__Given records__:
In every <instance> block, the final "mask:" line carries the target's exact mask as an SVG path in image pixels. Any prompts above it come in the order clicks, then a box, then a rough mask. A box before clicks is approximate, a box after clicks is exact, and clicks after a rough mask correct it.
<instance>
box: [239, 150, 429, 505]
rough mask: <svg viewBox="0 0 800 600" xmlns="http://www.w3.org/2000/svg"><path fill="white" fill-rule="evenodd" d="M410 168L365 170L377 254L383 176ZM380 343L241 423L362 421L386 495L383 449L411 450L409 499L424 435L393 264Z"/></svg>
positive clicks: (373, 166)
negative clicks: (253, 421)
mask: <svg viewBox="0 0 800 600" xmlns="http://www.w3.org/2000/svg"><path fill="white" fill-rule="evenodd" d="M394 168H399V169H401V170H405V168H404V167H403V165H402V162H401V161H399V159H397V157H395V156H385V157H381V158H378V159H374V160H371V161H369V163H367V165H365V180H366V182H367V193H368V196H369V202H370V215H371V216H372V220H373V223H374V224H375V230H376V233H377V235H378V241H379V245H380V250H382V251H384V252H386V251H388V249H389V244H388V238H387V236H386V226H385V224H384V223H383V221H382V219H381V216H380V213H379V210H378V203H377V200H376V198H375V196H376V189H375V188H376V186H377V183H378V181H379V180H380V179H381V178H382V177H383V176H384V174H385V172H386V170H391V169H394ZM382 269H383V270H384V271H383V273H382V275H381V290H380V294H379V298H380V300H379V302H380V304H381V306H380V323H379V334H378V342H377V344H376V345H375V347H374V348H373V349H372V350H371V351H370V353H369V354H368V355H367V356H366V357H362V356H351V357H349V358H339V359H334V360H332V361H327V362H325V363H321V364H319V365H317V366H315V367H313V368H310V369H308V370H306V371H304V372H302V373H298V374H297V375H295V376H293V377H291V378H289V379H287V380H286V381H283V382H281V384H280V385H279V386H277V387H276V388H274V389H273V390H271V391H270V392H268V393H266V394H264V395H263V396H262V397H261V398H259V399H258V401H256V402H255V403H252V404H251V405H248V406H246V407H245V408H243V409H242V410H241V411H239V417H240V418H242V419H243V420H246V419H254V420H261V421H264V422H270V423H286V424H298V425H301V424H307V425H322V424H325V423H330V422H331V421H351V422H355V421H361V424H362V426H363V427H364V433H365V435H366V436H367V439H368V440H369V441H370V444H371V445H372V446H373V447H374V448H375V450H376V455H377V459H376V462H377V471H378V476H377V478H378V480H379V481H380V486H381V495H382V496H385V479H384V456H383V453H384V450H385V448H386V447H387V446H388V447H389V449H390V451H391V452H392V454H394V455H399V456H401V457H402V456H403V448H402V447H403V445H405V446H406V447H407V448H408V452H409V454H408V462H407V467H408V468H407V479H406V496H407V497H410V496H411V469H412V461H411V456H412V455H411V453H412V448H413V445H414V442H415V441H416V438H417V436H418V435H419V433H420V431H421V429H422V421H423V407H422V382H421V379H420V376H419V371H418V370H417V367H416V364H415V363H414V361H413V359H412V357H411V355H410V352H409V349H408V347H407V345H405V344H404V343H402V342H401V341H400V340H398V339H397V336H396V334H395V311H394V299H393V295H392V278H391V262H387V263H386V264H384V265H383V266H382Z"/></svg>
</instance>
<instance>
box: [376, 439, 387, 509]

__Exercise aim__: Line by line, retype the whole listing exactly.

__Written solution__:
In every <instance> block, the final "mask:" line carries the target's exact mask as an SVG path in image pixels. Any prompts above it come in the order clicks, then a box, then a rough mask. A box before clicks is approximate, a box after clicks is exact, and clicks after a rough mask correct it.
<instance>
box: [239, 150, 429, 505]
rough mask: <svg viewBox="0 0 800 600" xmlns="http://www.w3.org/2000/svg"><path fill="white" fill-rule="evenodd" d="M410 168L365 170L377 254L383 176ZM380 343L241 423L362 421L386 495L383 449L411 450L409 499L424 435L393 264Z"/></svg>
positive clicks: (373, 166)
negative clicks: (253, 421)
mask: <svg viewBox="0 0 800 600" xmlns="http://www.w3.org/2000/svg"><path fill="white" fill-rule="evenodd" d="M394 168H399V169H401V170H405V168H404V167H403V165H402V162H401V161H399V159H397V157H395V156H385V157H381V158H378V159H374V160H371V161H369V163H367V165H365V180H366V182H367V193H368V196H369V202H370V215H371V216H372V220H373V223H374V224H375V230H376V233H377V235H378V241H379V245H380V250H382V251H384V252H386V251H388V249H389V244H388V238H387V236H386V226H385V224H384V223H383V221H382V219H381V216H380V213H379V210H378V203H377V200H376V198H375V196H376V189H375V188H376V186H377V183H378V181H379V180H380V179H381V178H382V177H383V176H384V174H385V172H386V170H391V169H394ZM382 269H383V270H384V271H383V273H382V275H381V290H380V294H379V298H380V300H379V302H380V304H381V306H380V323H379V334H378V342H377V344H376V345H375V347H374V348H373V349H372V350H371V351H370V353H369V354H368V355H367V356H366V357H362V356H351V357H349V358H339V359H334V360H332V361H327V362H325V363H321V364H319V365H317V366H315V367H313V368H310V369H308V370H306V371H304V372H302V373H298V374H297V375H295V376H293V377H291V378H289V379H287V380H286V381H283V382H281V384H280V385H279V386H277V387H276V388H274V389H273V390H271V391H270V392H268V393H266V394H264V395H263V396H262V397H261V398H259V399H258V401H256V402H255V403H252V404H251V405H248V406H246V407H245V408H243V409H242V410H241V411H239V417H240V418H242V419H243V420H246V419H254V420H261V421H264V422H270V423H286V424H298V425H301V424H307V425H322V424H325V423H330V422H331V421H351V422H355V421H361V424H362V426H363V427H364V433H365V435H366V436H367V439H368V440H369V441H370V444H371V445H372V446H373V447H374V448H375V450H376V455H377V459H376V462H377V471H378V476H377V478H378V480H379V481H380V486H381V495H382V496H385V479H384V456H383V453H384V450H385V448H386V447H387V446H388V447H389V449H390V451H391V452H392V454H394V455H399V456H401V457H402V456H403V448H402V447H403V445H405V446H406V447H407V448H408V452H409V454H408V462H407V467H408V468H407V479H406V496H407V497H410V496H411V469H412V461H411V456H412V455H411V453H412V448H413V445H414V442H415V441H416V438H417V436H418V435H419V433H420V431H421V429H422V421H423V407H422V382H421V379H420V376H419V371H418V370H417V367H416V364H415V363H414V361H413V359H412V357H411V355H410V352H409V349H408V347H407V345H405V344H404V343H402V342H401V341H400V340H398V339H397V336H396V334H395V311H394V299H393V295H392V278H391V262H387V263H386V264H384V265H383V266H382Z"/></svg>
</instance>
<instance>
box: [376, 439, 387, 509]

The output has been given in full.